Task objective » Copy every entry precisely.

Source records »
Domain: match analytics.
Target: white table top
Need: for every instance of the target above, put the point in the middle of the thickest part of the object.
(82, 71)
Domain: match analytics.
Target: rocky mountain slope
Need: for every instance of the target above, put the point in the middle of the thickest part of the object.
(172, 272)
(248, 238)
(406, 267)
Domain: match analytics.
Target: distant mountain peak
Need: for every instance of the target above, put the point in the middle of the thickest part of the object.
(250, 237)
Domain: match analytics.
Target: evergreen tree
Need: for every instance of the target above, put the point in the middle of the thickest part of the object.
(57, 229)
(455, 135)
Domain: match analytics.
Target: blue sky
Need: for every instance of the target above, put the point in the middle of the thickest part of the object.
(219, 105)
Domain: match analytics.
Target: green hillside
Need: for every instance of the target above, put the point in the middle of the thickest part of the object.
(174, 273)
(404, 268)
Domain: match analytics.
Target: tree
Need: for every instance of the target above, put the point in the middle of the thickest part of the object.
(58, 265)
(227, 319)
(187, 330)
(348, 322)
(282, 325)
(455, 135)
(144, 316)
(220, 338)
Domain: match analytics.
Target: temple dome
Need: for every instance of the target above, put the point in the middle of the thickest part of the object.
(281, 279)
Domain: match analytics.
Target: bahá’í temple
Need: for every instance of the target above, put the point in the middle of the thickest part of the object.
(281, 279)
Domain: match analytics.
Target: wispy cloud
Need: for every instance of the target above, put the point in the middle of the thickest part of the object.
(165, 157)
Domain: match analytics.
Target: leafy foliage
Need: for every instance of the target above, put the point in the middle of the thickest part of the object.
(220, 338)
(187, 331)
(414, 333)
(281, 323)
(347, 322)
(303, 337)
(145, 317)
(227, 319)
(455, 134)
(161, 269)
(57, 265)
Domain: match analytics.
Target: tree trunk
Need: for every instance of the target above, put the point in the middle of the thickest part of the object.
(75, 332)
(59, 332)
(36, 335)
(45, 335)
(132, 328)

Output for this task »
Domain: match analytics.
Target: white table top
Need: for every instance of the target above, put the point in the middle of the thickest part of the object.
(82, 71)
Domain: match analytics.
Target: rocky mountain slope
Need: for every instance of the target above, put the point in the middle of the thickest part of the object.
(172, 272)
(248, 238)
(406, 267)
Domain: match analytics.
Target: distant mountain peak
Need: for every instance of the target above, put the point in the middle of the thickest part of the object.
(250, 237)
Domain: match analytics.
Target: evergreen tree
Need: for every instance of the target above, put the point in the middle of the thickest part of the object.
(57, 229)
(455, 135)
Domain: match analytics.
Target: blue sky
Need: for every instance of the target above, put the point in the middle of the thickest part of the object.
(219, 105)
Domain: match analytics.
Target: green hillside
Need: for every instance of the target above, put the point in the middle of the thickest part of the object.
(174, 273)
(404, 268)
Domain: match analytics.
Target: tree
Need: for every instance of the target above, put the point in the middle of the thickest part of the object.
(58, 265)
(227, 319)
(187, 330)
(348, 322)
(282, 325)
(455, 135)
(144, 316)
(220, 338)
Domain: match analytics.
Target: temple dome
Need: for every instance of the target above, put the point in the middle of the thickest part of the object.
(281, 279)
Domain: match analytics.
Target: bahá’í temple
Need: for every instance of the target above, put the point in the middle of the thickest part of the object.
(281, 279)
Domain: match analytics.
Target: wispy cloud
Need: for every instance of the target above, put the point in the middle of the thickest part of the object.
(165, 157)
Domain: match analytics.
Target: leafy foliage
Need: for every instance of the target above, put the point in the middle of the thickest part of the object.
(220, 338)
(187, 331)
(414, 333)
(281, 323)
(347, 322)
(303, 337)
(145, 317)
(227, 319)
(455, 134)
(161, 269)
(57, 265)
Domain: match analytics.
Target: tree trunk
Need: for every instance of the target above, put the point in the middle of the thickest part of the object.
(75, 332)
(59, 332)
(36, 335)
(45, 335)
(132, 328)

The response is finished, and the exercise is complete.